>>>

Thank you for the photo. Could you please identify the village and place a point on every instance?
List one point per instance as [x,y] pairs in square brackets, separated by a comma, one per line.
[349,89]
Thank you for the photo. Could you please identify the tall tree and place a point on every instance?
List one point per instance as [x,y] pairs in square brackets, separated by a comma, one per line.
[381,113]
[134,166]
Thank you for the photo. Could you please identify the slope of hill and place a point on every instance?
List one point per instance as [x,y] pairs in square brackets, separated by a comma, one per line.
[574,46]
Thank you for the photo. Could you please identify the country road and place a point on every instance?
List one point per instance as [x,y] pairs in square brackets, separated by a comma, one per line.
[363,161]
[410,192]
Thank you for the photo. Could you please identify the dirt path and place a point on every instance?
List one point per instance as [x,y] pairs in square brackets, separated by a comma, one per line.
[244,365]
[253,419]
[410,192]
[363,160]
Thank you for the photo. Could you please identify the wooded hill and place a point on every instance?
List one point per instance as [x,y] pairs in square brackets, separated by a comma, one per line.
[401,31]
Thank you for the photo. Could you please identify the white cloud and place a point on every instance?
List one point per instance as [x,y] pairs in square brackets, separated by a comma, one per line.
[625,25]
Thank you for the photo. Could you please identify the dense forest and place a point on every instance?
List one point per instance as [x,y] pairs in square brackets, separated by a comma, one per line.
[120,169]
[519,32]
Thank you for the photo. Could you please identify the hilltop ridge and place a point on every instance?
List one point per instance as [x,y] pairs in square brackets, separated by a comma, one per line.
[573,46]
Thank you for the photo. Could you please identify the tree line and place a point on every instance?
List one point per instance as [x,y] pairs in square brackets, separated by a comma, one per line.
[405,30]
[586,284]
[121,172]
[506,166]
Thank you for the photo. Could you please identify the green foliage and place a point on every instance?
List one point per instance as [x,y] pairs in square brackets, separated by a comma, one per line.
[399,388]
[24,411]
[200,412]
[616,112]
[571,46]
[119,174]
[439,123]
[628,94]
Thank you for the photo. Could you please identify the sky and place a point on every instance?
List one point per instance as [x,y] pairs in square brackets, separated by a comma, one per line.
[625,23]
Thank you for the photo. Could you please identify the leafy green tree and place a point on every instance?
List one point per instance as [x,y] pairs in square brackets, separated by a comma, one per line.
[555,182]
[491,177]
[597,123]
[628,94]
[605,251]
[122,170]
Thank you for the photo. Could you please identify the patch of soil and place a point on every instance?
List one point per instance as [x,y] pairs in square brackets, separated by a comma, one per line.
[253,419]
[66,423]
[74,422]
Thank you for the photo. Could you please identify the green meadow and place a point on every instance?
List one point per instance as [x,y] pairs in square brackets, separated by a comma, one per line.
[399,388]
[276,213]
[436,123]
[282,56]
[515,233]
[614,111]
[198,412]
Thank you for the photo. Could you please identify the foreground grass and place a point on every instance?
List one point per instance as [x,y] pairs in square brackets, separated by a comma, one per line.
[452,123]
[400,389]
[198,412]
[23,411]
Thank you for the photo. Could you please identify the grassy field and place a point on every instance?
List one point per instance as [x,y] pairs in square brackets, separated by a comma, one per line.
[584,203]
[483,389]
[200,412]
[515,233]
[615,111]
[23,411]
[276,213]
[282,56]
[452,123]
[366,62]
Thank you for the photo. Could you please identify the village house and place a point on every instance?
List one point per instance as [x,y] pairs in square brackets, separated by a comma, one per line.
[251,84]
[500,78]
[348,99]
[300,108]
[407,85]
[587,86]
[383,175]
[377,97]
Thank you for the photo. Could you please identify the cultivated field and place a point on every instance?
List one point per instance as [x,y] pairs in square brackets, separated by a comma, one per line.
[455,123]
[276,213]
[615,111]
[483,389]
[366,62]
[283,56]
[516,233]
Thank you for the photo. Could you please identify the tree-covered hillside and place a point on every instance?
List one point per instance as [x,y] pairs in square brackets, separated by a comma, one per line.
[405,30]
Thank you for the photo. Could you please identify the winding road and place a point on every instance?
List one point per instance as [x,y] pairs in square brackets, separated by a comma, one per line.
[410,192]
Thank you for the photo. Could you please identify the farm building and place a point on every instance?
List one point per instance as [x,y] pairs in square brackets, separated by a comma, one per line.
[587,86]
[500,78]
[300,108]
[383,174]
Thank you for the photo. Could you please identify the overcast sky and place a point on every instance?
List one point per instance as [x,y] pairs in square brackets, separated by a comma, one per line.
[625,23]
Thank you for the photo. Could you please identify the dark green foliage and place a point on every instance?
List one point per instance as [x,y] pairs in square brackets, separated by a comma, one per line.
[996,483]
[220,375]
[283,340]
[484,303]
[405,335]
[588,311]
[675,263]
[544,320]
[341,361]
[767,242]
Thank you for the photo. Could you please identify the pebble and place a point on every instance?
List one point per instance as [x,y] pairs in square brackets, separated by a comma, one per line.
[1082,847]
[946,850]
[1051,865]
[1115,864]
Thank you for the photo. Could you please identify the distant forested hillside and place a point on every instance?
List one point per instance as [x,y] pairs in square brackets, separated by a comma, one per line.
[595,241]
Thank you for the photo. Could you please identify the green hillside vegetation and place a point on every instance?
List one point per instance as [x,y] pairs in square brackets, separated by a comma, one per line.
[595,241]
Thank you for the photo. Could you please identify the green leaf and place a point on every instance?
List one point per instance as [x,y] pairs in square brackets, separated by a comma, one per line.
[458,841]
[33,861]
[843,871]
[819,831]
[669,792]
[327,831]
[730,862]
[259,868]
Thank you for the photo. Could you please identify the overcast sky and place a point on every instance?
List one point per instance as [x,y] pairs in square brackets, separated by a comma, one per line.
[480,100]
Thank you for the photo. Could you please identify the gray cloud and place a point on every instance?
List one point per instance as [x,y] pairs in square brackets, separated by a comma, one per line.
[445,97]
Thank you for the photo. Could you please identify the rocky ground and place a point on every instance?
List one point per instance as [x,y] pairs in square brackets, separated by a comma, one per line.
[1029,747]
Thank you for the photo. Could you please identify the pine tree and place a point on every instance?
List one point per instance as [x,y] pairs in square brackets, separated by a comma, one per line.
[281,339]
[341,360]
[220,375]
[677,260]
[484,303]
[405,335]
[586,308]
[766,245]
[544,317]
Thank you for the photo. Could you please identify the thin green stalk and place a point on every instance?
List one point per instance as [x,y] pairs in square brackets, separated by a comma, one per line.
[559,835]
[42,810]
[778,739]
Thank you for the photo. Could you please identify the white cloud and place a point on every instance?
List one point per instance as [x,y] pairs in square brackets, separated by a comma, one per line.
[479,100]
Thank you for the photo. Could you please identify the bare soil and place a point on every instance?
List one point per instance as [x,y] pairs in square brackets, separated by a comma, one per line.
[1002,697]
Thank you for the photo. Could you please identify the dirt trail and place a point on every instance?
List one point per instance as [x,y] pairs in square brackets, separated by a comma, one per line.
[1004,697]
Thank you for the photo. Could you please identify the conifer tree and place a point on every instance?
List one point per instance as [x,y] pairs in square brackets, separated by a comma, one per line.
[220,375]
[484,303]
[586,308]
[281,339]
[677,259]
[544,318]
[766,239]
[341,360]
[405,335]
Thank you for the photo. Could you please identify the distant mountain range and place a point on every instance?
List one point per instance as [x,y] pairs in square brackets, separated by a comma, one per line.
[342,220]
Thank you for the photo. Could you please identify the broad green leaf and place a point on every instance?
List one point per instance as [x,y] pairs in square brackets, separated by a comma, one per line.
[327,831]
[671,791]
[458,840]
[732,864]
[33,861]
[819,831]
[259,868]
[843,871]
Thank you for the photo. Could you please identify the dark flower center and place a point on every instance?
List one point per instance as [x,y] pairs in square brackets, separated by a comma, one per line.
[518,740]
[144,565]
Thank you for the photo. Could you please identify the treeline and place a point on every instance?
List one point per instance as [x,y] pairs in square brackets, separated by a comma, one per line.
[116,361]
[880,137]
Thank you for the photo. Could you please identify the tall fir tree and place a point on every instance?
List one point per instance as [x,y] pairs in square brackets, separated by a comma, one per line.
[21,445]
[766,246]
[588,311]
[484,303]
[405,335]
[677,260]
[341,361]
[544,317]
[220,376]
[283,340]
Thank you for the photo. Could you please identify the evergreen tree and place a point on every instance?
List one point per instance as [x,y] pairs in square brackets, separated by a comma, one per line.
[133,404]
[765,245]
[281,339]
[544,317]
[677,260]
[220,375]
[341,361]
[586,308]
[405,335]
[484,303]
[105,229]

<<<

EXERCISE AIM: Take each line above that holds the string "dark" and copy it.

TASK RESULT:
Thank you for the photo. Could you please identify the dark green foliage and place a point on every instance?
Thank you for the photo. Could you please identify the dark flower center and place a point on every instance?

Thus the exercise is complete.